Text shown
┏━━

Our basket of brilliant reviews this week includes Fintan O’Toole on Mark O’Connell’s A Thread of Violence, Idra Novey on Domenico Starnone’s The House on Via Gemito, Ginny Hogan on Josh Hawley’s Manhood, Dan Pipenbring on Dan Schreiber’s The Theory of Everything Else, and Darryl Pinckney on Alston Anderson’s Lover Man.
“[O’Connell] comes to the story, essentially, through the veil of fiction. He did a PhD on Banville and it was via The Book of Evidence that he became fascinated by the man whom the novelist had transformed into Montgomery. With other violent events, this might be a terrible place to start. It suggests a dreadful essay in postmodern cleverness, where there is no distinction between what happened and how it is represented, and morality is an embarrassing anachronism. But nothing could be further from O’Connell’s intent; in this weird case, the impulse to explore and unravel fictions is just the right instinct. It gives O’Connell, when he tracks down Macarthur (who has been around Dublin since his release from prison in 2012) and gets him to tell his own story, a heightened awareness that it is indeed precisely that: yet another story, another linguistic construct in which the relationship between truth and fiction is murky, unstable and impossible to pin down with any certainty … O’Connell is acutely conscious of the moral ambiguity of giving a voice to a man who does not really take responsibility for his vile acts but rather, as O’Connell puts it, accepts that he committed murder but does not accept that he is a murderer … This is what makes A Thread of Violence such a remarkable book. If it begins in the genre of ‘true crime’—let’s find the murderer and see if he will tell us what happened—it becomes an exploration of the human capacity to avoid truth … the book itself is haunting in its dissection of the mechanisms that allow human beings to dehumanize others.”
–Fintan O’Toole on Mark O’Connell’s A Thread of Violence: A Story of Truth, Invention, and Murder (The Irish Times)
“Starnone is a writer exquisitely attuned to class anxieties: As his later novels do, Via Gemito explores the emotional cost of class mobility, and the psychic toll of changing one’s speech patterns and behavior for the sake of social and financial gain … Nowhere is the emotional toll of his shapeshifting more clearly on display than in a scene from Mimí’s adolescence, when he begins to try on different voices and behaviors, and adopt the mannerisms of relatives and strangers. One day, he arrives at church wearing a tunic his mother has cut as short as a girl’s dress. There, he ends up performing the female part in a dance with a classmate, a muddling of gender roles that leaves him feeling so humiliated that he begins to see himself not as a physical form, but as ‘an intimate sigh, a moan.’ Shame, this scene suggests, is a powerful psychic trap, and the only reliable way out is through acts of imagination. It’s a stirring memory for an adult male narrator to share, one that stayed with me as vividly as the wary gaze of the Neapolitan mastiff that Federí paints after dark, with its large muzzle and piercing eyes.”
–Idra Novey on Domenico Starnone’s The House on Via Gemito (The Atlantic)

┗━━

Exercise tasks
- a) Retype the part of the reviews roundup from "Our basket of" up to and including "Anderson’s Lover Man.".
- b) List every reviewer named in the reviews roundup.
Rely solely on the reviews roundup.

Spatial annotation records
┏━━

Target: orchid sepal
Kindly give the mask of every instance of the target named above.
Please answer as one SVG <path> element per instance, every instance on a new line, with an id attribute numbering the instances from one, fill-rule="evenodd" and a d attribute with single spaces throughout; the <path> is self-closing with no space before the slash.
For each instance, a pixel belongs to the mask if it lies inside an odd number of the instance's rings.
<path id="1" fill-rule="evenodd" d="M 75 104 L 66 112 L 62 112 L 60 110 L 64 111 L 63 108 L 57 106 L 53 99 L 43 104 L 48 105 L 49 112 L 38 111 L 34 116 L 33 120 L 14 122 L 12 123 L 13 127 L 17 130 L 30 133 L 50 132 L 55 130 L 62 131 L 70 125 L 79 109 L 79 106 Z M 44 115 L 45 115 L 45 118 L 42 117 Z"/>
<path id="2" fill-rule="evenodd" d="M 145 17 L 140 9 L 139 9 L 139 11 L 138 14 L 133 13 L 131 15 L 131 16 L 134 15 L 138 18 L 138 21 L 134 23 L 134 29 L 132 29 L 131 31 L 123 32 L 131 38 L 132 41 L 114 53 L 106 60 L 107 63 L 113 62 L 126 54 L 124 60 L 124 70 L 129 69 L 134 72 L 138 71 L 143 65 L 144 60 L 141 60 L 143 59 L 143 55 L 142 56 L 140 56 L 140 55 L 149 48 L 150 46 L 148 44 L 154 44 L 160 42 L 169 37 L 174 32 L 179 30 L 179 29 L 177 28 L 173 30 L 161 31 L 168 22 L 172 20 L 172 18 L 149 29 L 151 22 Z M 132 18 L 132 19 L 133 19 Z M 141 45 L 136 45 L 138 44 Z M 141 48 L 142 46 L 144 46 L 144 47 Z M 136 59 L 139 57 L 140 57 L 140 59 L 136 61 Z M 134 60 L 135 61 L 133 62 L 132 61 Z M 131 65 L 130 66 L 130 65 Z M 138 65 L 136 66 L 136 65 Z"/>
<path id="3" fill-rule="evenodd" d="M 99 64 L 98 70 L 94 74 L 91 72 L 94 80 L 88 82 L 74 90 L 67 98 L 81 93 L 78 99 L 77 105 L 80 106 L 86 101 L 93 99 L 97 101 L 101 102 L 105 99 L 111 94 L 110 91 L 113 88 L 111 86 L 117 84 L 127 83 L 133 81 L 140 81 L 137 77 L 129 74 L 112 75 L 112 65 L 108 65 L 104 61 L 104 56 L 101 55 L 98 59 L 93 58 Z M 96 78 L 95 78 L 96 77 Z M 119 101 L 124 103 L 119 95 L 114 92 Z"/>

┗━━

Answers to the exercise
- a)
Our basket of brilliant reviews this week includes Fintan O’Toole on Mark O’Connell’s A Thread of Violence, Idra Novey on Domenico Starnone’s The House on Via Gemito, Ginny Hogan on Josh Hawley’s Manhood, Dan Pipenbring on Dan Schreiber’s The Theory of Everything Else, and Darryl Pinckney on Alston Anderson’s Lover Man.

- b) Fintan O'Toole, Idra Novey, Ginny Hogan, Dan Pipenbring, Darryl Pinckney